Мне стало легче, когда они ушли. Я излил на них весь свой гнев, сказал им в лицо всю правду. Спустя несколько часов меня перевели в другую камеру в том же коридоре. Она была в два раза больше, там было небольшое окошко и деревянный пол. Здесь я провел остаток наказания. Все же пошло на пользу то, что я им высказал.
Двадцать дней прошли, но за мной никто не приходил. Я постучал. Дежурил в тот день самый плохой надзиратель. Принося мне котелок кипятка и стараясь хоть чем-то напакостить, он наливал в него холодной воды. Он спросил, почему я стучу. Я объяснил, что мой срок истек.
– Хорошо, перестаньте стучать, – сказал он.
Это меня настолько вывело из себя, что я начал кричать.
– Не ори, а то надену на тебя смирительную рубашку.
Я начал еще громче кричать и стучать, требуя освободить меня. Это услышал дежурный офицер и спросил, в чем дело. Я ему все объяснил.
– Потерпите немного, я посмотрю, что можно сделать.
Офицер вскоре вернулся, принеся мне порцию баланды и кусок хлеба.
– Ешьте! В управлении уже никого нет. Но я обязательно выясню, почему мне не передали распоряжение выпустить вас.
Этой же ночью он перевел меня из карцера в восьмиместную камеру на третьем этаже этого же здания. Указав на заправленную койку, покрытую одеялом, произнес:
– Ложитесь здесь и спите.

______

== Условие задания ==
Продолжите текст о карцере и переводе в восьмиместную камеру. Начните сразу после его последней реплики.

______

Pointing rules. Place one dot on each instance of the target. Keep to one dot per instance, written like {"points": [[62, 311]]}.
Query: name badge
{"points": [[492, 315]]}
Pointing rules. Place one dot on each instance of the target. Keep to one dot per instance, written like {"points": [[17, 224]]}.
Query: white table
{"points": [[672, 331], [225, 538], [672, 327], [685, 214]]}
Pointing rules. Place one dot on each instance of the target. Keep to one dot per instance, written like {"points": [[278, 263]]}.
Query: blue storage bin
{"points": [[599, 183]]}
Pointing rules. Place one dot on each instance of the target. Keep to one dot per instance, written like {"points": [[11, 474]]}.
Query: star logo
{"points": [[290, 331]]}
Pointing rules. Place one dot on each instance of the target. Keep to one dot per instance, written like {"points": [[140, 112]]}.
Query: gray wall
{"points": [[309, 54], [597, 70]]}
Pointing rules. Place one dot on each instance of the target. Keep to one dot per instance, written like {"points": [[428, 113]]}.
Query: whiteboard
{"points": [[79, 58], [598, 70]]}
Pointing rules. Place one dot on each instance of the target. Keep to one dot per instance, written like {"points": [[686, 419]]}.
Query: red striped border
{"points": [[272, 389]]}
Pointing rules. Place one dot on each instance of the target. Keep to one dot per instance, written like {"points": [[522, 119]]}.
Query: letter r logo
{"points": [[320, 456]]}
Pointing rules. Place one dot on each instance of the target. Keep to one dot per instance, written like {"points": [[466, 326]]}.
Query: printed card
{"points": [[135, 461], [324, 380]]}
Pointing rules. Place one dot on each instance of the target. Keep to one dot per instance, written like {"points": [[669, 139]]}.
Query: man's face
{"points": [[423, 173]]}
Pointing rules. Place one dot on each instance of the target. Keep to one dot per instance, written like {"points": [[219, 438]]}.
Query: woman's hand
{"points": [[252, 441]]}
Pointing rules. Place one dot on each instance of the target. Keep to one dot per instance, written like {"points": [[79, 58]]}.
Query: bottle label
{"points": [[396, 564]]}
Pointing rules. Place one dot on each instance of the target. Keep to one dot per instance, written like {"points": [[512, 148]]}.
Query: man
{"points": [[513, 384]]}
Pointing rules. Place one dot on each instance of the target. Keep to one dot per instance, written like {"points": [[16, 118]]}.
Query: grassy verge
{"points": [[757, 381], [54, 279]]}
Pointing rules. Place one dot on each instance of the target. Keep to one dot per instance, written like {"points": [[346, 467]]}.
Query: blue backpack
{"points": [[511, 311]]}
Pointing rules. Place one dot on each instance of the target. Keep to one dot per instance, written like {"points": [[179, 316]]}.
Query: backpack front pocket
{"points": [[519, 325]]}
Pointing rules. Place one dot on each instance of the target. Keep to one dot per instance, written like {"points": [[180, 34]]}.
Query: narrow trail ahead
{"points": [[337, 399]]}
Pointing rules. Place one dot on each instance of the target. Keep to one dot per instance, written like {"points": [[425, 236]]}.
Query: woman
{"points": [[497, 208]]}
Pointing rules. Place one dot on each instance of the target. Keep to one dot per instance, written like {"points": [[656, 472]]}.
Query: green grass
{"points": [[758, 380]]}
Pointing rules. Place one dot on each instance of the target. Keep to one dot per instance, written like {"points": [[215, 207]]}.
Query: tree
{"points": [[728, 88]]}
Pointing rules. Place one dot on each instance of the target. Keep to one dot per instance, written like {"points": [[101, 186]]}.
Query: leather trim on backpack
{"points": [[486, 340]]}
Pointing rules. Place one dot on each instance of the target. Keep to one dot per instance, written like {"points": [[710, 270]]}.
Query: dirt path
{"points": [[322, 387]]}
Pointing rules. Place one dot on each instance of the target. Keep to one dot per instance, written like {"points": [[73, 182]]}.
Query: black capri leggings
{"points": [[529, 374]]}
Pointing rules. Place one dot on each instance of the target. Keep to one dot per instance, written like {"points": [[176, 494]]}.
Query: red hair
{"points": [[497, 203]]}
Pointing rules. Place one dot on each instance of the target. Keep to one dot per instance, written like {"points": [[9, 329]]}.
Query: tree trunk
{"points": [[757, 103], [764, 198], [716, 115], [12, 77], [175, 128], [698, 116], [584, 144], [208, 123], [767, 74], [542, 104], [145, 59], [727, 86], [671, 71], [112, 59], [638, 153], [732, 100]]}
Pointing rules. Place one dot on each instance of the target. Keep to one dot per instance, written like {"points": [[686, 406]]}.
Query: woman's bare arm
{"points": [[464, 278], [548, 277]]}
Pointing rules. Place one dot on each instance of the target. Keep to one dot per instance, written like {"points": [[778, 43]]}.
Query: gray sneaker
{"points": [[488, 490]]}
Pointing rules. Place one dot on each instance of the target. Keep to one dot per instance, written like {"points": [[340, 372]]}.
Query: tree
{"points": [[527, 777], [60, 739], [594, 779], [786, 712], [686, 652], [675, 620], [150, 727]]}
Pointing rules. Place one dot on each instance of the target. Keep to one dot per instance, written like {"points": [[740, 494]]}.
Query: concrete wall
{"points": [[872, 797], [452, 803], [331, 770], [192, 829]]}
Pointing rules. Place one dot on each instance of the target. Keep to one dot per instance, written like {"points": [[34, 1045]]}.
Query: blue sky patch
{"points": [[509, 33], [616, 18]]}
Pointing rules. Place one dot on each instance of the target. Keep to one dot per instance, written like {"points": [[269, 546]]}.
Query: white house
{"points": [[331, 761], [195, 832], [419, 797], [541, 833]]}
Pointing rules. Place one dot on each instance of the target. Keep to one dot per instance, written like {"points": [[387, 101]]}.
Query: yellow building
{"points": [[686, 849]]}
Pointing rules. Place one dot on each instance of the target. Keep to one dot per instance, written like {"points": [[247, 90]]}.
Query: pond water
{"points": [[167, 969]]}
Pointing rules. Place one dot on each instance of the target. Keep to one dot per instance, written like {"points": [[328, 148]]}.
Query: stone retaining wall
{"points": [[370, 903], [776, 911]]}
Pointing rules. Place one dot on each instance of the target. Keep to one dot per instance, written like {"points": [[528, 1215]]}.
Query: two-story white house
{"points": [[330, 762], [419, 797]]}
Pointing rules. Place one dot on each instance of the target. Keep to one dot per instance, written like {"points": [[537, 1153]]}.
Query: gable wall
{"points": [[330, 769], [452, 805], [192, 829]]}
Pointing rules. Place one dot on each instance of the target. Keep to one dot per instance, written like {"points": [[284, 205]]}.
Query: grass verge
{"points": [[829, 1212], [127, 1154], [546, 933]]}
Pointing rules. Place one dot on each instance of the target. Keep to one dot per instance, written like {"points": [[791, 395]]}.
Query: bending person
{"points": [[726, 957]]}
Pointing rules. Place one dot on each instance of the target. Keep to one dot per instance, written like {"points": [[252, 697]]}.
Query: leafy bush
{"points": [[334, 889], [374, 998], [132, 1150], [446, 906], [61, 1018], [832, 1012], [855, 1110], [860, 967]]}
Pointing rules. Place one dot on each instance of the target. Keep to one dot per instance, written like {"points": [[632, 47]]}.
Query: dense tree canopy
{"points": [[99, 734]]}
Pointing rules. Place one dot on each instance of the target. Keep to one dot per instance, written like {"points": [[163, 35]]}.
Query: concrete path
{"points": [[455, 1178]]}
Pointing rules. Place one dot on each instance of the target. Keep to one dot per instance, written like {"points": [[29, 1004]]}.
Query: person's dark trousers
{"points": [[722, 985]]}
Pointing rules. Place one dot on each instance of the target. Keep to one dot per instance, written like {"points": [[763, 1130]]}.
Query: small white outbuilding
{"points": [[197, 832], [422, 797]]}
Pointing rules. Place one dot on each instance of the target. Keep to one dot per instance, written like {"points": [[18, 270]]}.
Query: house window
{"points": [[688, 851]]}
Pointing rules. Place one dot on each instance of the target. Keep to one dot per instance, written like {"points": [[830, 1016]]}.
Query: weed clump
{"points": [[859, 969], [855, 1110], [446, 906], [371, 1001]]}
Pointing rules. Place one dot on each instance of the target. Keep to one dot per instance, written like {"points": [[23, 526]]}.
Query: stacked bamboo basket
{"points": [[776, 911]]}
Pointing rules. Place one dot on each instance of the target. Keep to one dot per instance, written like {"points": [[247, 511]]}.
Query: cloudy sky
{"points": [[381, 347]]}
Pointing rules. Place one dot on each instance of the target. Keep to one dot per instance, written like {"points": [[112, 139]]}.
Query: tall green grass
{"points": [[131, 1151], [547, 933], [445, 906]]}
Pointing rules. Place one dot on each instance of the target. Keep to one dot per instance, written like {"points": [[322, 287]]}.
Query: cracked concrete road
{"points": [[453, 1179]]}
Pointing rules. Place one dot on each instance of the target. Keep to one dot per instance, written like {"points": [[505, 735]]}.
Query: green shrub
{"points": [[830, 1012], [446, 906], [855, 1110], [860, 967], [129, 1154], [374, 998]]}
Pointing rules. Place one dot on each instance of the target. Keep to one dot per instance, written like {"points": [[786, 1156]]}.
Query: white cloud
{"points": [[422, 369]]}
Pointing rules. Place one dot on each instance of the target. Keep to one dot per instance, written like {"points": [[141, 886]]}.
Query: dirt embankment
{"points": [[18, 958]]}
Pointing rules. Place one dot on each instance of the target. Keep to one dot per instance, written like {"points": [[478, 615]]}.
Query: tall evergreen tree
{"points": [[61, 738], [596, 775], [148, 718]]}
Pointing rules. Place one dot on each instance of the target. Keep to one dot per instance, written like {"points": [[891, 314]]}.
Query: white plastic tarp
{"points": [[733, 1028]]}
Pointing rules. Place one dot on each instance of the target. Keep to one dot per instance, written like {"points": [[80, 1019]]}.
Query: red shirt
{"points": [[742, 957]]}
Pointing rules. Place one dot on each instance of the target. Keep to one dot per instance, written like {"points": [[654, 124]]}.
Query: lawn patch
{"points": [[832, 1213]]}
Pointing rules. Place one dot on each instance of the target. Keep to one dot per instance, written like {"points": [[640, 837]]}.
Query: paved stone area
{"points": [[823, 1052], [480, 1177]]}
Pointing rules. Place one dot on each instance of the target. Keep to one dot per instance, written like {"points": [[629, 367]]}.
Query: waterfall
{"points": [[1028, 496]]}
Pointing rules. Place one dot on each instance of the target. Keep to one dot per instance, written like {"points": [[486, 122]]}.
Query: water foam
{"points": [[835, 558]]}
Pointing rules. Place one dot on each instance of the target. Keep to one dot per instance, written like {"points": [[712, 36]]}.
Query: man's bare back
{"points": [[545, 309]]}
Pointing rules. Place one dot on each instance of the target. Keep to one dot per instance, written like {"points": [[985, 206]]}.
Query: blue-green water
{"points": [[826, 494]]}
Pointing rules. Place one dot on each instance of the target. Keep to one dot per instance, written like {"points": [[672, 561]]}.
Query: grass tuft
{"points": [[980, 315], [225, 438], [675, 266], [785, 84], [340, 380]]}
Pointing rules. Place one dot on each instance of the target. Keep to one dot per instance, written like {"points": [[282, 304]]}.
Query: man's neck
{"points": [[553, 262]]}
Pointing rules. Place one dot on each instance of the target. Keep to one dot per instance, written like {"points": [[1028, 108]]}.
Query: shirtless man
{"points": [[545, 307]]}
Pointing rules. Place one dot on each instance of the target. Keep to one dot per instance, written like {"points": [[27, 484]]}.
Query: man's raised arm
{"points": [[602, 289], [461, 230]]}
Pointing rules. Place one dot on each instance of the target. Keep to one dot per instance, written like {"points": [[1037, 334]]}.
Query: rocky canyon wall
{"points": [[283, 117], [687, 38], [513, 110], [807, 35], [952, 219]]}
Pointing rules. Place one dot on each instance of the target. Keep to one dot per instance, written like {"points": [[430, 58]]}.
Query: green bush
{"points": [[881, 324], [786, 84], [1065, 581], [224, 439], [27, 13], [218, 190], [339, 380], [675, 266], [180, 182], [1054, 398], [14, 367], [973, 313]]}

______

== Результат упражнения ==
Во сне я почувствовал, что меня кто-то толкает. Открыв глаза, я увидел около себя все того же офицера. Он приказал мне одеваться. Я глянул в окно – на улице было по-прежнему темно.
– Почему вы мне не даете спать?
– У вас еще будет время выспаться, – ответил он и отвел меня в то же здание, где мне было сообщено о наказании за разбитые окна. Передавая меня конвойному, он сказал:
– Вот это твой. Веди его!
Прояснилось и то, почему меня своевременно не выпустили из карцера. В кремлевском карцере я был «чужаком» и ни одному черту не было до меня никакого дела, а на Муксалме забыли о том, что я существую. Если бы я энергично не потребовал освобождения, неизвестно, сколько бы еще пришлось мне торчать в этом карцере.
– Но что это с тобой? Ты сейчас не похож на человека: зарос, весь грязный, – удивлялся конвоир.
Я молчал.
– Ладно, пошли.
Во дворе нас ждала подвода. Я вынужден был лечь, конвоир накрыл меня сверху брезентом. Меня удивило, что мой конвоир без оружия. Ехали мы медленно, остановились на полпути. Конвоир отбросил с моей головы брезент и сочувственно спросил, как я себя чувствую и голоден ли я. От удивления, что со мной обращаются так по-человечески, я не смог произнести ни слова.
– На вот тебе, ешь, – протянул он мне большой кусок хлеба.
Я стал есть. Слезы капали на хлеб. И так я сидел до тех пор, пока не показалась Муксалма. Конвоир снова обратился ко мне:
– А теперь, браток, ты должен лечь. Если нас увидят, то меня по головке не погладят.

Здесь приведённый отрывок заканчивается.